_PROBLEMA PROPOSTO 1_
Secondo l'estratto su Candiani, insieme a chi è stato curato il volume Ma dove sono le parole?

_ESTRATTO_
━━━
GIÀ NEL 2015, dal lavoro con i bambini della periferia milanese, nasce il volume curato insieme ad Andrea Cirolla, Ma dove sono le parole? (Effigie edizioni), in cui sporge una delle traiettorie predilette del suo percorso e che dà il titolo a uno dei suoi volumi più recenti: Questo immenso non sapere (Einaudi, 2021). Cosa abbiano a che fare bambini, parole e non-sapere lo spiega la stessa Candiani raccontando il suo studio in età scolare: «Restavo allibita dal non sapere. Lo stesso poi con la letteratura e con la poesia: più leggevo e più mi sfuggiva tutto di mano. Imparando a meditare, sono entrata in familiarità lentamente, lentamente, con il non sapere. Mi accorgevo che meno sapevo più sperimentavo. E più tardi, cercando di passare agli altri la pratica della meditazione, mi sono accorta di come chi sa o crede di sapere molto sperimenta solo esperienze di seconda o di centesima mano, non è mai in intimità con niente, non trema davanti al non conosciuto e non si inoltra».

Un filo d’oro di antichissima fattura congiunge allora le creature piccole al linguaggio e alla meditazione; là dove il pericolo sarebbe quello di sprofondare nel caos della mente, la scrittrice mostra il cammino di una esplorazione che comprenda ogni conversazione con il cuore umano e non umano. E se tra i passaggi, soprattutto per chi pratica il buddhismo come lei, c’è l’eloquenza di un vuoto che fa ordine, appare chiaro quanto ciò risponda alla poesia, alle parole di un luogo precedente la paura. Tremare non è attività diminutiva di chi dovrà soccombere ma caratteristica che distingue chi è vivo da chi sceglie di non esserlo. Negli interstizi di questa rinnovata consapevolezza, Sogni del fiume riposa nel solco di una «educazione sentimentale», come la definisce la stessa Candiani nella prefazione, che risuona di preghiera.
━━━
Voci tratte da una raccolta
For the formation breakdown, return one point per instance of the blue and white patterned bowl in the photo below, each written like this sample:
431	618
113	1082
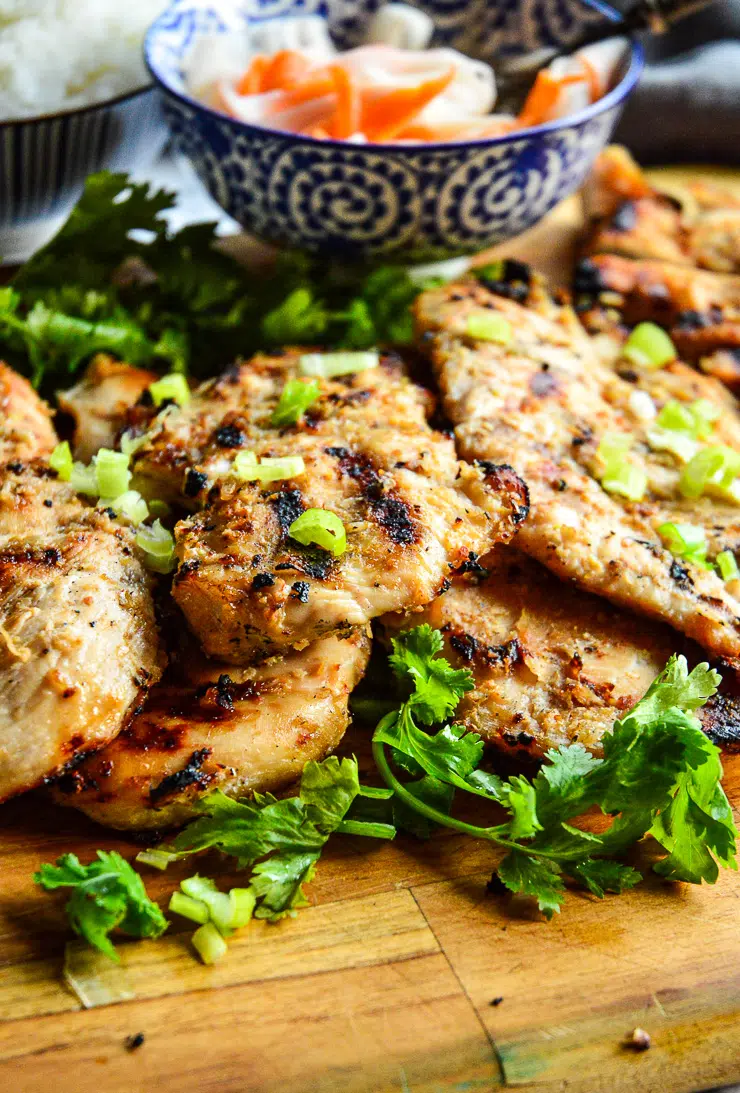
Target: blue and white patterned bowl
44	162
420	202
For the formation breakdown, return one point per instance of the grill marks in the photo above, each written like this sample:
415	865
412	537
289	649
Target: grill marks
385	506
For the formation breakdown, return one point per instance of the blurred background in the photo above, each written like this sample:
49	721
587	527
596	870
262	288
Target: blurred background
686	107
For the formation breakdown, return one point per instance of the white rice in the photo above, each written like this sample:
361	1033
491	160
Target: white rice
58	55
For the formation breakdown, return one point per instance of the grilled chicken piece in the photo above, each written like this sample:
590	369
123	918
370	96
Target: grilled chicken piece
211	726
25	421
413	514
695	224
78	638
552	665
700	309
100	402
542	403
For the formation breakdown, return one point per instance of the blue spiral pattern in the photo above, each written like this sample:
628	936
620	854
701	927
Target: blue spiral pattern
362	200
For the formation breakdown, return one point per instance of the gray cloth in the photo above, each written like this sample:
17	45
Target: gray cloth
686	107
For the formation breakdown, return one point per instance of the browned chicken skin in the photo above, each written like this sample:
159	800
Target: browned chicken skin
542	403
551	663
210	725
98	403
413	514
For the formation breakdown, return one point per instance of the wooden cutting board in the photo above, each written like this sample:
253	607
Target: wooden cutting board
402	975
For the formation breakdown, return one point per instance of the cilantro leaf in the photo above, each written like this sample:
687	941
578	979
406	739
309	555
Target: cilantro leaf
281	841
537	877
106	894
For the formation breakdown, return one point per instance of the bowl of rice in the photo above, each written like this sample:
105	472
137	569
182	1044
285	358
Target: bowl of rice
74	98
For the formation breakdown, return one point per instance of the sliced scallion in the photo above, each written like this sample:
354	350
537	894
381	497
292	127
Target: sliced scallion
60	460
171	388
112	472
185	905
294	399
490	326
159	548
209	943
320	528
328	365
648	347
728	565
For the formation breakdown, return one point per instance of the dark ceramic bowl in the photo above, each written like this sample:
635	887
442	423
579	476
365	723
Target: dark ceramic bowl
427	201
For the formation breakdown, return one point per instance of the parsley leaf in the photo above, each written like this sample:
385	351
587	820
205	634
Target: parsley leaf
660	776
280	841
106	894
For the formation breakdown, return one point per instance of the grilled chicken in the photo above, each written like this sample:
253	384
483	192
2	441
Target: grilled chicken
78	637
25	422
542	403
210	726
696	224
413	514
668	258
551	665
100	402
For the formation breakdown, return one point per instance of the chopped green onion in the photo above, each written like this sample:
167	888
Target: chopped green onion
678	444
84	480
130	444
131	505
218	903
60	460
728	565
627	480
159	548
694	419
171	388
686	541
185	905
157	859
648	347
490	326
269	469
209	943
619	474
712	470
320	527
294	399
112	471
243	905
327	365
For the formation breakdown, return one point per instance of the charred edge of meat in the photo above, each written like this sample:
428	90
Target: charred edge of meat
288	506
190	775
625	218
194	483
228	436
47	557
387	508
504	479
468	647
720	720
514	283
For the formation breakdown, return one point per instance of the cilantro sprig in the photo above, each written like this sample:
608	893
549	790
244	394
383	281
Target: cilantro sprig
107	894
659	776
117	279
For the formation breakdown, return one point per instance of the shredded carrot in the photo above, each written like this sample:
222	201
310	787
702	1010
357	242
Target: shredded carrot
542	98
347	116
251	81
595	90
284	70
386	114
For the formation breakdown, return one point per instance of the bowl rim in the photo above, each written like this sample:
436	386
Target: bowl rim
103	103
612	97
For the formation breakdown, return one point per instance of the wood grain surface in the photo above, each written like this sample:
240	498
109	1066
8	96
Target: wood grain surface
388	980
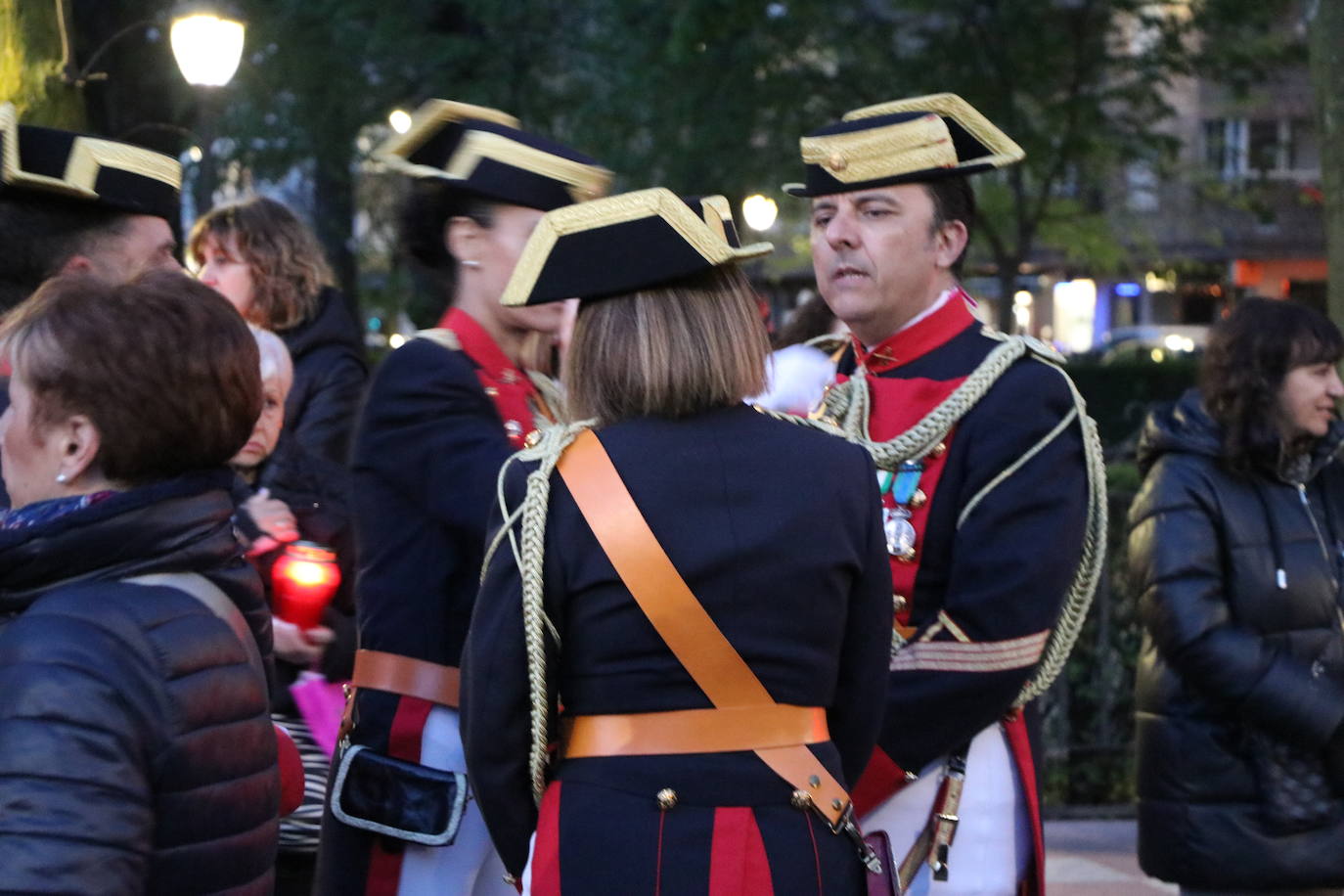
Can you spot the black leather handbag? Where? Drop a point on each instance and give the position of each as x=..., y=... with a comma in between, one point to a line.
x=1296, y=794
x=398, y=798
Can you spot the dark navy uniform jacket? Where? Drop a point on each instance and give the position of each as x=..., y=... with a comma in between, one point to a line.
x=427, y=453
x=992, y=564
x=776, y=531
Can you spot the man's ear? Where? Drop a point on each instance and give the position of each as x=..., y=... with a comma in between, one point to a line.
x=949, y=242
x=79, y=442
x=77, y=263
x=461, y=237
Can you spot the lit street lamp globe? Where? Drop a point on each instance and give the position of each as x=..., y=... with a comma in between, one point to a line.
x=207, y=46
x=759, y=211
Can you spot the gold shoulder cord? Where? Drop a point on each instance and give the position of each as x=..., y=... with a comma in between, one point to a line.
x=845, y=411
x=845, y=416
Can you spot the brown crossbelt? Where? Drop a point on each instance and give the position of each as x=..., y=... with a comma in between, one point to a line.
x=406, y=676
x=682, y=731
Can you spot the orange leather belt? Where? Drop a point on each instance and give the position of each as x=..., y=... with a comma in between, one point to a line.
x=680, y=731
x=682, y=619
x=406, y=676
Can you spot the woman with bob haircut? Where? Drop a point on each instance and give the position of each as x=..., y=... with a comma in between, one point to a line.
x=1235, y=548
x=444, y=413
x=674, y=776
x=136, y=749
x=269, y=266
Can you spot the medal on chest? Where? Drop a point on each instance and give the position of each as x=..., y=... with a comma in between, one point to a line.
x=904, y=485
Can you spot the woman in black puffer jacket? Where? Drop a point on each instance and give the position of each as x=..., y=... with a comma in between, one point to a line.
x=259, y=256
x=136, y=749
x=1235, y=550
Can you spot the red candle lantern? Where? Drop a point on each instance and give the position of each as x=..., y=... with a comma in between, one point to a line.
x=304, y=580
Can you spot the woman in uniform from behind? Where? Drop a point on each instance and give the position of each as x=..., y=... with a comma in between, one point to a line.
x=657, y=787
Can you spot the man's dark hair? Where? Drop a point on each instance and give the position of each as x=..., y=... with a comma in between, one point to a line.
x=953, y=201
x=39, y=234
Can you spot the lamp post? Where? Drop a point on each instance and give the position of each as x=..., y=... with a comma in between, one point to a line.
x=207, y=42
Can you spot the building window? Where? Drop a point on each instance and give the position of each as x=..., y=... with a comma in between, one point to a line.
x=1264, y=147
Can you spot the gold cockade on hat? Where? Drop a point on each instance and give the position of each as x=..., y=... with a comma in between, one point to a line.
x=86, y=158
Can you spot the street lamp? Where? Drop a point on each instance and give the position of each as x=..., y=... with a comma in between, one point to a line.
━━━
_PROBLEMA PROPOSTO 2_
Ripeta, fra le righe di dati, quelle che vanno dalla riga contenente "Can you spot the lamp" a quella contenente "x=207, y=42", estremi inclusi.

_RISULTATO CORRETTO 1_
Insieme ad Andrea Cirolla.

_RISULTATO CORRETTO 2_
Can you spot the lamp post? Where? Drop a point on each instance and give the position of each as x=..., y=... with a comma in between, one point to a line.
x=207, y=42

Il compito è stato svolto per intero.